The state-run corporation planned to store as much oil as it can to take benefit of the downward oil prices in international market.

The BPC's own storages are almost full now. If it could store more oil in private tanks, it could purchase more oil products at current low price from international market, said a senior official.

The BPC initiated the process to get private tankers on rental basis for four months.

"If we could get the tanks, it could be more beneficial," said BPC director for operations and planning Syed Mahdi Hasan.

Despite repeated attempts to ensure oil storage facility from the private sector over the past four months, the BPC could not ensure a single facility to date, he also said.

To cope with lower storage facility, the entity is importing only four oil cargoes this month instead of the 12 scheduled ones, he added.

Officials said four private companies - United Group, Super Petrochemical, SA Corporation and TK Group - showed interest to store the BPC's petroleum products in their storage facilities on a rental basis.

But the state-run corporation could not use their tanks, as those were not ready for storage as per international standards. Besides, the rates they offered were exorbitant.

United Group offered to store oil at Tk 250 per tonne per month, Super Petrochemical at Tk 400, and SA Corporation at Tk 550.

For its lowest offer, the BPC was interested in using United's storage, and subsequently got approval from the Energy and Mineral Resources Division.

But despite several reminders, the company could not prepare its storage facility until now, it is alleged.

Due to storage bottlenecks, the state oil corporation deferred a total of 17 oil cargoes since April. Each cargo has the capacity to carry an estimated 30,000 tonnes of oil products.

Currently, the BPC has total storage capacity of 1.32 million tonnes of oil products, which include diesel, furnace oil, petrol, octane, kerosene, bitumen, condensate and crude oil.

**QUESTIONS**
a – In the report on BPC oil storage, do these statements agree with the text? For each one, answer yes or no and quote the words that decide it. (i) This month the BPC is importing fewer oil cargoes than it had scheduled. (ii) SA Corporation offered the lowest storage rate. (iii) Each deferred cargo can carry about 30,000 tonnes of oil products.
b – List every oil product that the report on BPC oil storage names as part of the corporation's total storage capacity.
c – Write a continuation of the report on BPC oil storage that picks up after its final sentence.

**SOURCE INFORMATION**
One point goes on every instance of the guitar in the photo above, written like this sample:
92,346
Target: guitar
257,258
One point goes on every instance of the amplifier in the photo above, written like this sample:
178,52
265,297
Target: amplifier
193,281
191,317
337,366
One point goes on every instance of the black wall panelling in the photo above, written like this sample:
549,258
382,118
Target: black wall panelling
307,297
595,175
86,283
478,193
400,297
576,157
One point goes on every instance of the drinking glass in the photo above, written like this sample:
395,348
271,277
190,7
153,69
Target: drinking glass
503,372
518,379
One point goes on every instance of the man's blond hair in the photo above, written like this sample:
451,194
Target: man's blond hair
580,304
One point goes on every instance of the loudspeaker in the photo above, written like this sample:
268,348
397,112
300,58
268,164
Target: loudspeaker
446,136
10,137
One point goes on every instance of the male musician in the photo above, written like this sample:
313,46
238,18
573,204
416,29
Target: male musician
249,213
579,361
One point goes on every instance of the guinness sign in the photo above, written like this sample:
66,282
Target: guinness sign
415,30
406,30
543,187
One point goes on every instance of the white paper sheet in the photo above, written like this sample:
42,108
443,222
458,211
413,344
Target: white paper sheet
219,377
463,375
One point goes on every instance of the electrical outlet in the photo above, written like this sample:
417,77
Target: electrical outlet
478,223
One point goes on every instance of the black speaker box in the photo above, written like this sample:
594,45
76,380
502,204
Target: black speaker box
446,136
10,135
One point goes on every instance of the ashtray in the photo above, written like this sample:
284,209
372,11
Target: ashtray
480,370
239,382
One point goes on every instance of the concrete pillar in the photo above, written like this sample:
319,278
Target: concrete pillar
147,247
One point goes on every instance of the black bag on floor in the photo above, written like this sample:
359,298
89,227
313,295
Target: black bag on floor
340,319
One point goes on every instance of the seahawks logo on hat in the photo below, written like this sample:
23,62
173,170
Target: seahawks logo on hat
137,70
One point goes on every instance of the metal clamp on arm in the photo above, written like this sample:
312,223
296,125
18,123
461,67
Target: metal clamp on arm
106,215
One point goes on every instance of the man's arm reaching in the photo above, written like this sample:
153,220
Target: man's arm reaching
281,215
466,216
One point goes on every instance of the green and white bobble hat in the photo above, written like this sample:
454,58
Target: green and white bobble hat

**PER-TASK OUTPUTS**
a –
(i) Yes: "the entity is importing only four oil cargoes this month instead of the 12 scheduled ones"
(ii) No: "United Group offered to store oil at Tk 250 per tonne per month, Super Petrochemical at Tk 400, and SA Corporation at Tk 550."
(iii) Yes: "Each cargo has the capacity to carry an estimated 30,000 tonnes of oil products."

b – diesel, furnace oil, petrol, octane, kerosene, bitumen, condensate, crude oil

c –
But due to lower petroleum consumption during the general shutdown from March 26 to May 30 along with subsequent limited-scale office and commercial operations, the BPC's oil tanks were almost full.

The corporation had to shut operations of the country's lone crude oil refinery for around a week in June due to oil storage shortage. Its storage capacity was saturated due to low domestic demand.

As a consequence, the BPC had to cancel one 100,000-tonne Murban crude oil term cargo from Abu Dhabi National Oil Company (ADNOC) in June.

The corporation is the sole importer of petroleum products in the country, except high sulfur fuel oil, and usually imports around 6.0 million tonnes annually, including 1.4 million tonnes of crude oil.

Despite a fall in consumption of oil products, the BPC is counting profit, riding on the slump in global oil prices due to spread of the COVID-19 pandemic across the world.

If the viral infection continues to spread further and the oil prices in international market continue to fall, the BPC's profit will make a quantum leap.

The price of Brent crude, the benchmark in international oil price, now hovers around US$42 per barrel as of July 22. It was above $70 per barrel on January 07.